* _Work required_
Print every line of the data below without changing anything.

[start Recorded information]

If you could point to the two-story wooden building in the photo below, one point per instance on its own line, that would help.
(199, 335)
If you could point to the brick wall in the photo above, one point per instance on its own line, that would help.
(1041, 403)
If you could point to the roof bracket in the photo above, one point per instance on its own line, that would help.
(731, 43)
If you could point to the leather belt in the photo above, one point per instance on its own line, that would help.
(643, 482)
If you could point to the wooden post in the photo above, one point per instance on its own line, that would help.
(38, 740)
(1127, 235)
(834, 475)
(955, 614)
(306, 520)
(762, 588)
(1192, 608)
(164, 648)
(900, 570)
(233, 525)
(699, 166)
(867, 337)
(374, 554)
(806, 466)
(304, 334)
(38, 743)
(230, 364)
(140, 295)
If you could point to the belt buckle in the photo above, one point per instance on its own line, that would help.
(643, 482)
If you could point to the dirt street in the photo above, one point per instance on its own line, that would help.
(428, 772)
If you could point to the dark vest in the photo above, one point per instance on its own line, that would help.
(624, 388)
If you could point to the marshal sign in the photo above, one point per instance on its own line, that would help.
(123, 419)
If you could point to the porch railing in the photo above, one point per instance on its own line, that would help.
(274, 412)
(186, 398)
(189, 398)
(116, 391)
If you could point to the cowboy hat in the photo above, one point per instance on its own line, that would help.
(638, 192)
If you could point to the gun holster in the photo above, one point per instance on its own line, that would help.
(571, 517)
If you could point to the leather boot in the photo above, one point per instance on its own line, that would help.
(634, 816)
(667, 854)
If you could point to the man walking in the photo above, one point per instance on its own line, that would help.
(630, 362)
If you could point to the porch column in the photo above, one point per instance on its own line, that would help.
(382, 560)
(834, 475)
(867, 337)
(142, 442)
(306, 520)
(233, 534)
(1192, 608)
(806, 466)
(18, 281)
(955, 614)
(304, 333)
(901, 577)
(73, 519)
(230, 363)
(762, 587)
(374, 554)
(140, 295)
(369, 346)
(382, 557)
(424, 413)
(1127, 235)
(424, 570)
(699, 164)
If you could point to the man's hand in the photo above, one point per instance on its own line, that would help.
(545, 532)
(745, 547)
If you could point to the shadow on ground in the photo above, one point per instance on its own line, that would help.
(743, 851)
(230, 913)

[end Recorded information]

* _Result for this exercise_
If you could point to the two-story wooden building in the photo below, one point per instance on its own line, that would help.
(199, 335)
If you could point to the brick wall in the photo above, one point per instance on its own line, that would help.
(1041, 403)
If you could point to the roof bracket in the photo above, one point per instance on its own line, that would help.
(731, 43)
If you could point to the leather belt in the photo above, one point per instance on its own line, that would help.
(643, 482)
If you could point to the wooden post in the photo above, one point per instance on its own line, that would help.
(38, 740)
(1127, 235)
(834, 475)
(955, 614)
(306, 520)
(762, 588)
(1192, 608)
(164, 648)
(900, 570)
(233, 525)
(699, 166)
(867, 337)
(374, 554)
(806, 466)
(304, 334)
(38, 743)
(230, 364)
(140, 295)
If you could point to the belt buckle in the photo above, one point per instance on its own line, that would help.
(643, 482)
If you could point to the dirt street in the photo above, one point per instance on its own line, that would help.
(428, 772)
If you could point to the dark vest in the photo above, one point per instance on its own line, that would help.
(624, 388)
If you could point to the marshal sign in the photo above, one point per instance on its own line, that would help.
(123, 419)
If you could point to the porch railing in the photo above, one point per instance on its own line, that would help.
(274, 412)
(186, 398)
(189, 398)
(116, 391)
If you could point to the cowboy hat in the photo above, one point per instance on its own line, that would help.
(638, 192)
If you could point to the gun holster in the photo above, one point per instance on its own line, that would help.
(571, 517)
If you could point to the leather boot in the photo above, one point per instance on its own line, that would help.
(634, 816)
(667, 854)
If you could point to the man walking in the photo above, one point per instance on its own line, that would help.
(630, 362)
If you could point to the porch column in the photo above, one point per instance on its own line, that would help.
(382, 560)
(834, 475)
(867, 337)
(142, 442)
(306, 520)
(233, 534)
(1192, 608)
(806, 466)
(18, 281)
(955, 614)
(304, 333)
(901, 577)
(73, 519)
(230, 363)
(762, 587)
(374, 554)
(140, 295)
(369, 346)
(382, 557)
(424, 413)
(1127, 235)
(424, 570)
(699, 164)
If you could point to the man's hand in the photo above, one point per instance on its own line, that would help.
(545, 532)
(745, 547)
If you could point to the shadow on ground in the photo above, one point per instance on its own line, that would help.
(743, 851)
(230, 913)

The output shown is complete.